■ Written request
Your task is to write out the lines from the line containing "Target: large wall mirror" through the last line of the material, exactly.

(Dataset items)
■ ■ ■ ■ ■
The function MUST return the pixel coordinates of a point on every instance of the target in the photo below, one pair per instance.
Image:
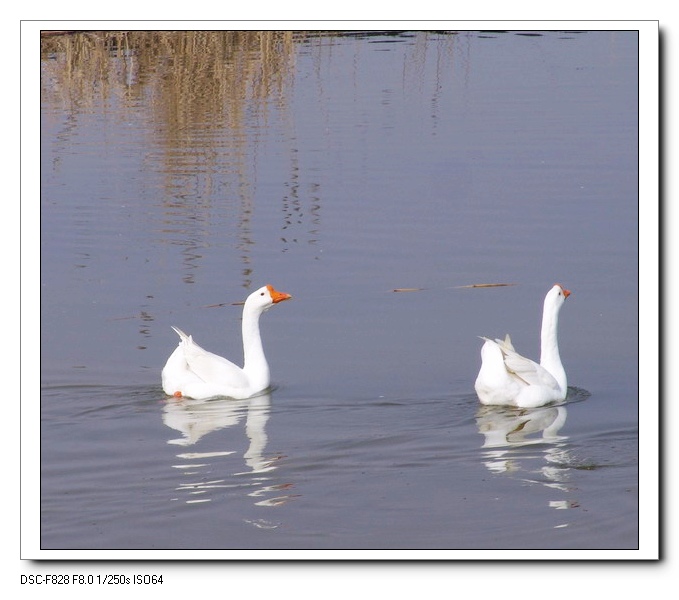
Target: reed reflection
(202, 473)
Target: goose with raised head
(508, 378)
(196, 373)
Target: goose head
(264, 298)
(556, 296)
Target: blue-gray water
(180, 170)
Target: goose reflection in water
(508, 432)
(195, 419)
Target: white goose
(508, 378)
(196, 373)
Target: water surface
(179, 171)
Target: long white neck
(549, 345)
(254, 365)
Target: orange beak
(277, 296)
(566, 292)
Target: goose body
(507, 378)
(196, 373)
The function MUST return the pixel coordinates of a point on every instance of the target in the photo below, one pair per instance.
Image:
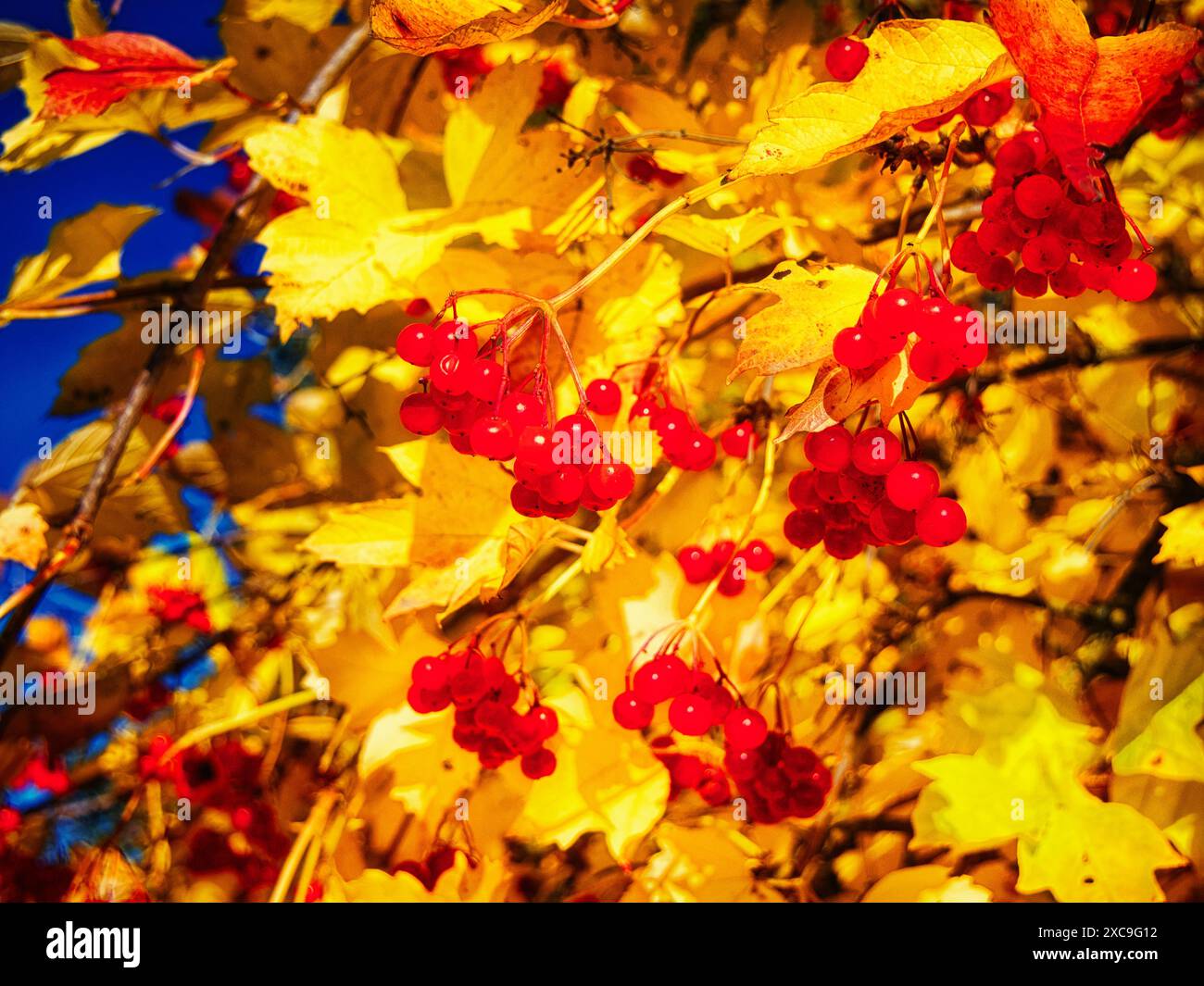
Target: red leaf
(125, 63)
(1091, 92)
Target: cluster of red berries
(949, 336)
(699, 565)
(697, 702)
(862, 492)
(557, 468)
(180, 605)
(486, 722)
(777, 779)
(1066, 241)
(983, 108)
(693, 773)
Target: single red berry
(1133, 281)
(846, 56)
(1038, 195)
(739, 440)
(758, 555)
(855, 348)
(414, 343)
(631, 712)
(940, 521)
(430, 673)
(803, 529)
(695, 564)
(930, 361)
(909, 485)
(690, 714)
(875, 450)
(829, 450)
(494, 438)
(745, 729)
(538, 765)
(420, 416)
(603, 396)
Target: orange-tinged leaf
(916, 70)
(433, 25)
(839, 392)
(125, 63)
(1091, 92)
(814, 305)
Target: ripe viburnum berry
(909, 485)
(846, 56)
(631, 712)
(745, 729)
(1133, 281)
(940, 521)
(603, 396)
(830, 449)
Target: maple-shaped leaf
(915, 70)
(124, 63)
(422, 27)
(1092, 92)
(839, 392)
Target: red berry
(430, 673)
(603, 396)
(738, 440)
(690, 714)
(930, 361)
(758, 556)
(803, 529)
(909, 485)
(940, 521)
(420, 416)
(494, 438)
(538, 765)
(846, 56)
(565, 485)
(855, 348)
(631, 712)
(1133, 281)
(660, 680)
(745, 730)
(1038, 195)
(875, 452)
(414, 344)
(829, 450)
(695, 564)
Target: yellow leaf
(311, 15)
(81, 251)
(1171, 744)
(606, 780)
(356, 245)
(709, 865)
(1183, 543)
(422, 27)
(1095, 852)
(916, 69)
(22, 533)
(813, 305)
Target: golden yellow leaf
(1183, 543)
(813, 305)
(422, 27)
(916, 69)
(356, 245)
(81, 251)
(22, 533)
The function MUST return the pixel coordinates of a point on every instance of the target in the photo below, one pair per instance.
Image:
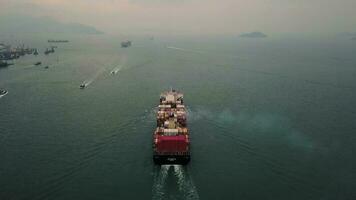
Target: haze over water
(268, 118)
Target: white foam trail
(116, 69)
(185, 183)
(3, 95)
(186, 50)
(159, 181)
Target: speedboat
(82, 86)
(3, 93)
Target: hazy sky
(196, 16)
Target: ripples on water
(183, 187)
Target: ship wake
(173, 182)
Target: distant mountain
(253, 35)
(28, 24)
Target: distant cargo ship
(3, 93)
(4, 64)
(171, 143)
(58, 41)
(126, 44)
(48, 51)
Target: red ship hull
(171, 139)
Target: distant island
(254, 35)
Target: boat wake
(183, 187)
(116, 70)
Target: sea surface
(270, 118)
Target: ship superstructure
(171, 137)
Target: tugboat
(48, 51)
(3, 93)
(4, 64)
(171, 143)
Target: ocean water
(269, 119)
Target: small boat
(82, 86)
(3, 93)
(126, 44)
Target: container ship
(171, 143)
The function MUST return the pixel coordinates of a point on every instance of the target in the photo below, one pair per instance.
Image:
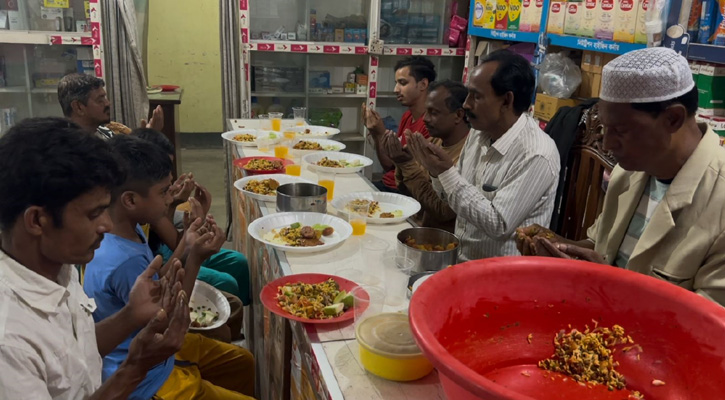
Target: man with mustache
(663, 211)
(412, 77)
(56, 183)
(446, 121)
(84, 101)
(507, 173)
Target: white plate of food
(264, 187)
(307, 146)
(311, 131)
(337, 162)
(385, 208)
(248, 137)
(208, 308)
(287, 231)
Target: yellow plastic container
(388, 349)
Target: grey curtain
(231, 52)
(125, 79)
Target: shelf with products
(706, 52)
(44, 17)
(31, 37)
(501, 34)
(13, 89)
(279, 94)
(688, 40)
(589, 44)
(315, 44)
(323, 21)
(570, 25)
(417, 50)
(308, 47)
(39, 46)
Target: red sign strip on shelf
(307, 48)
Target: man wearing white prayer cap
(664, 211)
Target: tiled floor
(208, 168)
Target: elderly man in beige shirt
(663, 211)
(446, 122)
(508, 169)
(56, 183)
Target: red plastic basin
(241, 162)
(472, 321)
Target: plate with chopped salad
(300, 232)
(311, 298)
(264, 187)
(248, 137)
(384, 208)
(337, 162)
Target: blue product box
(320, 79)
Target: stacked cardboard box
(591, 66)
(546, 106)
(710, 81)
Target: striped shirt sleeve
(514, 199)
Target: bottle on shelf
(256, 108)
(276, 106)
(313, 24)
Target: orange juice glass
(358, 226)
(357, 217)
(293, 169)
(328, 184)
(264, 144)
(276, 119)
(281, 151)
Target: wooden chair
(584, 191)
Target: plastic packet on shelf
(559, 76)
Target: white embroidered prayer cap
(644, 76)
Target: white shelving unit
(26, 53)
(338, 58)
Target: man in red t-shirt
(412, 77)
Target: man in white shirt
(84, 101)
(662, 215)
(507, 173)
(55, 182)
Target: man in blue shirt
(56, 183)
(144, 198)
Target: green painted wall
(183, 49)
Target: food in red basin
(477, 335)
(244, 163)
(271, 290)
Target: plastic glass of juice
(281, 151)
(357, 216)
(327, 180)
(276, 119)
(264, 144)
(397, 271)
(289, 135)
(300, 115)
(265, 124)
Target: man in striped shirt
(507, 173)
(663, 211)
(84, 101)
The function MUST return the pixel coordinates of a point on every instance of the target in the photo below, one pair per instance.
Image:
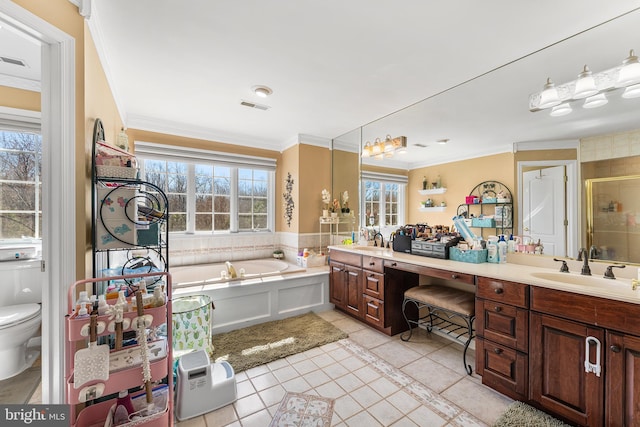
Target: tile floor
(376, 380)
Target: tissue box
(471, 256)
(483, 222)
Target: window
(20, 184)
(383, 199)
(209, 191)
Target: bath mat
(520, 414)
(298, 410)
(256, 345)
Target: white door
(543, 208)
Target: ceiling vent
(254, 105)
(13, 61)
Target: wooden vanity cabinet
(502, 339)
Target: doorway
(58, 184)
(548, 204)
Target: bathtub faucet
(231, 270)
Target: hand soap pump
(502, 250)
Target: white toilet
(20, 313)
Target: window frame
(193, 157)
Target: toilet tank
(20, 279)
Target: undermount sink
(577, 279)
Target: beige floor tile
(368, 338)
(259, 419)
(263, 382)
(221, 417)
(396, 354)
(248, 405)
(245, 388)
(367, 374)
(296, 385)
(433, 375)
(345, 406)
(362, 419)
(286, 373)
(349, 382)
(403, 401)
(383, 387)
(273, 395)
(366, 396)
(316, 378)
(478, 400)
(385, 412)
(331, 390)
(424, 416)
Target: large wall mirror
(489, 113)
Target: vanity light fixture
(592, 87)
(262, 91)
(384, 149)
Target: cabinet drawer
(346, 257)
(503, 324)
(373, 311)
(502, 368)
(373, 264)
(501, 291)
(374, 284)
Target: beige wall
(459, 178)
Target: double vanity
(566, 343)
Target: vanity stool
(442, 305)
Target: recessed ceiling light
(262, 91)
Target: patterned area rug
(520, 414)
(303, 410)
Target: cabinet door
(374, 284)
(337, 284)
(559, 383)
(623, 380)
(353, 292)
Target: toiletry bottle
(511, 245)
(492, 251)
(502, 250)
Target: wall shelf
(441, 190)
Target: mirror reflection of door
(543, 208)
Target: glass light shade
(585, 85)
(629, 74)
(549, 96)
(561, 110)
(631, 92)
(595, 101)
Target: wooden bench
(443, 304)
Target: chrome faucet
(586, 271)
(381, 239)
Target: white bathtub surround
(250, 301)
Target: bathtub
(270, 290)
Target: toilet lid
(14, 314)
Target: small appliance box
(402, 243)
■ ■ ■ ■ ■
■ Completed task
Target: large wall mirror
(489, 113)
Target: vanity light fixture
(592, 87)
(262, 91)
(384, 149)
Target: cabinet drawer
(346, 257)
(503, 324)
(373, 311)
(502, 368)
(373, 264)
(501, 291)
(374, 284)
Target: beige wall
(459, 178)
Target: double vanity
(566, 343)
Target: vanity stool
(442, 305)
Target: recessed ceiling light
(262, 91)
Target: patterned area rug
(520, 414)
(303, 410)
Target: cabinet door
(374, 284)
(337, 284)
(559, 383)
(623, 380)
(353, 292)
Target: toiletry bottle
(511, 245)
(492, 251)
(502, 250)
Target: wall shelf
(441, 190)
Target: mirror reflection of door
(543, 208)
Target: glass light shade
(585, 85)
(629, 74)
(549, 96)
(561, 110)
(631, 92)
(595, 101)
Target: wooden bench
(443, 304)
Target: chrome faucet
(586, 271)
(381, 239)
Target: white bathtub surround
(250, 301)
Target: bathtub
(270, 290)
Target: toilet lid
(14, 314)
Target: small appliance box
(402, 243)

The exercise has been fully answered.